··· TEXTO CITADO
Ya desde siempre admiré a Tonucci, desde sus viñetas y su visión de la educación. Cuando me enteré de su proyecto "La ciudad de los niños" empecé a alucinar. Quise mudarme a Rosario, que me quedaba más cerca que Fano, por cierto. Si el tipo venía a Buenos Aires, yo iba a escucharlo. Ya me estaba haciendo la cabeza el tano este.
Después quedé embarazada. Ahí empecé a notar en el cuerpo a qué se refería el quía cuando decía: "a ciudad ha sido pensada, proyectada y valorada tomando como parámetro a un ciudadano medio con las características de adulto, varón y trabajador (1)". Los taxis van a los pedos, saltan los baches, no frenan suave. El feto se mueve dentro de la panza como una bola de billar haciendo una carambola a 4 bandas. Ni que hablar de asientos en las calles, donde poder estirar las piernas de elefante.
Después parí y tuve que transitar con el cochecito las calles de Palermo llenas de baches, cruzar avenidas esquivando a los autos que se habían detenido sobre la senda peatonal, cruzar por cualquier lado porque a alguna mente despierta se le ocurrió que era buena idea dejar el auto sobre la ochava, bloqueando la bajada para discapacitados (que no las había en todas las esquinas, por cierto). Quise cruzar la calle Dorrego para ir a Cabildo, pero no había pasaje subterráneo o aéreo que tuviera rampa. Una vez cerraron el acceso al tren de la calle Paraguay y yo no podía viajar en tren con mi ñato en cochecito sin una persona de buen corazón que me ayudara a levantar el carro y subir las escaleras.
······
··· SECCIÓN DE DATOS
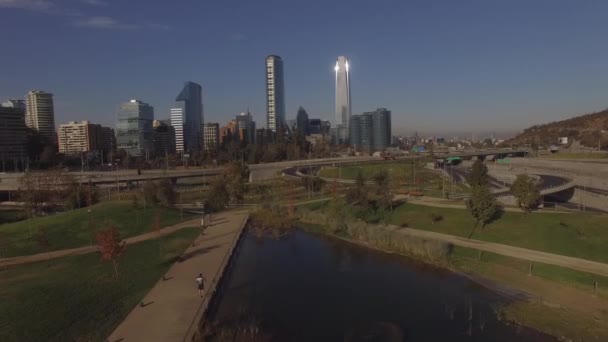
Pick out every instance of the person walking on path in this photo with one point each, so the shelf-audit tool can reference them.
(200, 284)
······
* TAREAS ASIGNADAS:
A – Responde estas preguntas sobre el relato sobre Tonucci:
(i) ¿A qué ciudad quiso mudarse quien narra?
(ii) ¿Con qué se compara el movimiento del feto dentro de la panza?
(iii) ¿De qué calle era el acceso al tren que una vez cerraron?
B – Por favor, enumera todos los nombres de lugares (ciudades, barrios o calles) que aparecen en el relato sobre Tonucci.
C – Sigue escribiendo el relato sobre Tonucci a partir de su última oración.

* RESPUESTAS EN ORDEN:
A –
(i) A Rosario.
(ii) Con una bola de billar haciendo una carambola a 4 bandas.
(iii) De la calle Paraguay.

B – Rosario, Fano, Buenos Aires, Palermo, Dorrego, Cabildo, Paraguay

C –
Las cosas se complicaron cuando Pato empezó a caminar. Se caía de bruces encima de caca de perro, la gente lo pasaba como poste caído (y a veces lo sentaba con el roce), los automovilistas no esperaban que cruzáramos y arrancaban para apurarnos.
Nada mejoró cuando me embaracé. Patricio ya tenía el paso más seguro, se necesitaba más impulso para que se cayera, pero yo no podía alzarlo para cruzar las calles.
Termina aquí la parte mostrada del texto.